>>>

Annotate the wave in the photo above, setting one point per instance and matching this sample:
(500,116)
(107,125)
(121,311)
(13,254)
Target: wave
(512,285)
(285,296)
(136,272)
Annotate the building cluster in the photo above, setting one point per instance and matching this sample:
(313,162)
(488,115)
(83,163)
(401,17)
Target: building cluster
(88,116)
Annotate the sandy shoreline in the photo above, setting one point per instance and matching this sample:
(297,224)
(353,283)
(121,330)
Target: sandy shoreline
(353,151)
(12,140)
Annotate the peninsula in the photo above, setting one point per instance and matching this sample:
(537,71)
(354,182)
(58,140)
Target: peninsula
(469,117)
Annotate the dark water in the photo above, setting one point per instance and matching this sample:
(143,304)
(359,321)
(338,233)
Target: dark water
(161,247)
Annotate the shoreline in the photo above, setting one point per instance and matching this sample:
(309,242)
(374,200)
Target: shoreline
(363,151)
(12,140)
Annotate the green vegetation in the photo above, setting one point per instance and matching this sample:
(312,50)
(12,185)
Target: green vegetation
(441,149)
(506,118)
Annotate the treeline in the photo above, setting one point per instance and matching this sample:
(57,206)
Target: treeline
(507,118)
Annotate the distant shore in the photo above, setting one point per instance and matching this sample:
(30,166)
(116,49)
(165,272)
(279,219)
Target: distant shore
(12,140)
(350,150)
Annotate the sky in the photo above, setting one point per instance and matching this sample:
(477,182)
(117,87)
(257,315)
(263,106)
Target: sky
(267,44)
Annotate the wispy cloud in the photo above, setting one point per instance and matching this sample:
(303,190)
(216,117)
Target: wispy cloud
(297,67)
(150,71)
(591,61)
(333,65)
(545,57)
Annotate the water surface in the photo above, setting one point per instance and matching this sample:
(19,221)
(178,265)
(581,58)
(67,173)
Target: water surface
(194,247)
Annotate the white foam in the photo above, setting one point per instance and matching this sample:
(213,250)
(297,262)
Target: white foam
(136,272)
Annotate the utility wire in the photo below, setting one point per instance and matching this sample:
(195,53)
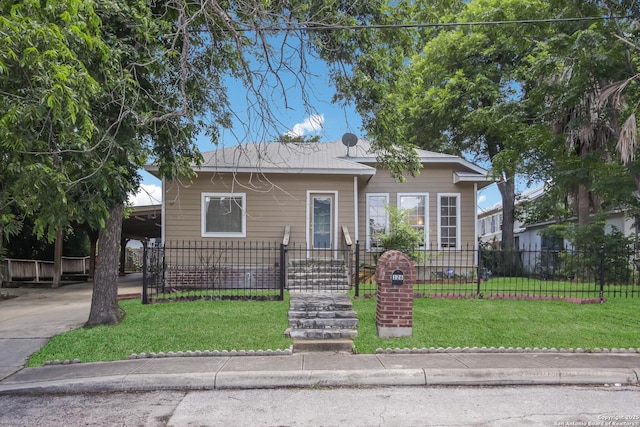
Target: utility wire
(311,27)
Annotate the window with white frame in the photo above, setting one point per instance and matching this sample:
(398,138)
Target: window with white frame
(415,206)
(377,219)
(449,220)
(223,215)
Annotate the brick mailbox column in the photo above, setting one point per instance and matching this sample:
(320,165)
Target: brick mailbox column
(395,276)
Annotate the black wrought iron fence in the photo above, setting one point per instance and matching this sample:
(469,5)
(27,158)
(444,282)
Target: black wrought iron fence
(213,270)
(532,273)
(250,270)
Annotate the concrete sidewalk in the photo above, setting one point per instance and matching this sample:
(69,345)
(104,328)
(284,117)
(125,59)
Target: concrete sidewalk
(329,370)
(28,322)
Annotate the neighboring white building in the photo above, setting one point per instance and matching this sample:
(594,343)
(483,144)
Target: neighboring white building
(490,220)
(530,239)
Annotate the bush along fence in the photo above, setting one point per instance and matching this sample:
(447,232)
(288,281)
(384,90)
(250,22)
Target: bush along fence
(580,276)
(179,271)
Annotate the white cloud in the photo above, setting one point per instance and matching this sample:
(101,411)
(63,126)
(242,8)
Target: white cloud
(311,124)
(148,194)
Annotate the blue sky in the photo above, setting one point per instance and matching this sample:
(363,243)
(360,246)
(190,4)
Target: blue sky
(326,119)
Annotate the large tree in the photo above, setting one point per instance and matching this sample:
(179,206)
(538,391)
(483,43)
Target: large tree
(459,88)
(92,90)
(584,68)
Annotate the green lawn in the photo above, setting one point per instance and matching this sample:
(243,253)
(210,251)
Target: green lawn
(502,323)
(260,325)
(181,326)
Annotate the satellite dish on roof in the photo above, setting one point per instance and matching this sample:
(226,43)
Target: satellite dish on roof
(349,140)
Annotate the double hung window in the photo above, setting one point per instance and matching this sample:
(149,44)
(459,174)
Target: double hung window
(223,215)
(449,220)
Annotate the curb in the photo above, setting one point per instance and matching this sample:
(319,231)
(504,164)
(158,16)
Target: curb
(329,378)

<<<

EXERCICE COURT. Recopiez toutes les lignes ci-dessus sans rien y changer, en laissant les images hors de votre réponse.

RÉSULTAT FINAL.
Annotate the wave in the photo above, setting one point per instance and matching this sample:
(500,116)
(107,125)
(121,311)
(13,254)
Target: wave
(512,285)
(285,296)
(136,272)
Annotate the building cluster in the photo above, setting one point per instance and matching this sample:
(313,162)
(488,115)
(83,163)
(401,17)
Target: building cluster
(88,116)
Annotate the sandy shoreline in the photo above, setting one point per instance and matching this sample:
(297,224)
(353,283)
(121,330)
Target: sandy shoreline
(353,151)
(12,140)
Annotate the peninsula in the photo above, setting one point per instance and matching this sample:
(537,71)
(354,182)
(58,140)
Target: peninsula
(469,117)
Annotate the dark water in the photo above, setting one point per instance and matching this sample:
(143,304)
(359,321)
(338,233)
Target: dark water
(161,247)
Annotate the shoreline in the photo above, setting one point per instance and matching this sample:
(309,242)
(374,200)
Target: shoreline
(363,151)
(12,140)
Annotate the green vegetation in the photo above, setting one point per instance and matching this sample:
(312,50)
(12,185)
Target: green vegetation
(441,149)
(506,118)
Annotate the treeline in the photo above, setting one point per instance and matching this sample:
(57,206)
Target: treeline
(507,118)
Annotate the distant shore in the photo above, setting one point per instance and matching this sample:
(30,166)
(116,49)
(165,272)
(279,219)
Target: distant shore
(12,140)
(350,150)
Annotate the sky in the photo above, setting one point per instance and matching this sample:
(477,182)
(117,87)
(257,315)
(263,106)
Target: sky
(267,44)
Annotate the wispy cloud in the photo above, setting one point per instance and matching this sample:
(303,190)
(216,117)
Target: wispy cloud
(297,67)
(150,71)
(591,61)
(333,65)
(545,57)
Annotate the water surface in the photo above, setting one point per instance and matching this sample:
(19,221)
(178,265)
(581,58)
(67,173)
Target: water surface
(194,247)
Annotate the white foam in the photo above, setting one point per instance and matching this sample:
(213,250)
(297,262)
Target: white foam
(136,272)
Annotate the utility wire in the photo below, setting one point per instance and matching this sample:
(195,53)
Target: utility wire
(311,27)
Annotate the window with white frame in the photo above, setting one point per instance and matching this sample:
(398,138)
Target: window with white frame
(415,206)
(377,219)
(449,220)
(223,215)
Annotate the brick mailbox column in the photo above, setting one point per instance and matching this sample:
(320,165)
Target: brick mailbox column
(395,276)
Annotate the black wrought iron fence in the photo above, setting one point per instance and matching this sample:
(469,5)
(27,158)
(444,282)
Target: black wrought iron fence
(213,270)
(532,273)
(250,270)
Annotate the concrete sidewalk in the photo above, setting one point per instance and matching this sample:
(69,345)
(104,328)
(284,117)
(125,59)
Target: concrete sidewalk
(329,370)
(28,322)
Annotate the neighboring white building in the photo above, setting one point per instance and matching this sample:
(594,343)
(483,144)
Target: neighboring white building
(490,220)
(530,239)
Annotate the bush along fence in the photo above, setting one point per instance and matching this sample:
(447,232)
(288,281)
(384,90)
(250,22)
Target: bush along fence
(580,276)
(179,271)
Annotate the white cloud in the photo above, setting one point per instance and matching this sample:
(101,411)
(63,126)
(242,8)
Target: white cloud
(311,124)
(148,194)
Annotate the blue sky in the photo above, setting one point per instance and matching this sample:
(363,243)
(360,246)
(190,4)
Target: blue sky
(326,119)
Annotate the large tree in the photo above, setting one point per instance and matching this sample:
(179,206)
(538,391)
(483,43)
Target: large tree
(459,88)
(92,90)
(584,68)
Annotate the green lawn in the photo above, setting one point per instance and matching this sample:
(243,253)
(210,251)
Target: green lawn
(502,323)
(260,325)
(181,326)
Annotate the satellite dish on roof in the photo above, setting one point per instance and matching this sample:
(226,43)
Target: satellite dish on roof
(349,140)
Annotate the double hung window in the photo above, setting one point per instance and matching this sample:
(149,44)
(459,174)
Target: double hung window
(223,215)
(449,220)
Annotate the curb in the photo above, setting one point per instance and matching this sample:
(319,231)
(504,164)
(158,16)
Target: curb
(329,378)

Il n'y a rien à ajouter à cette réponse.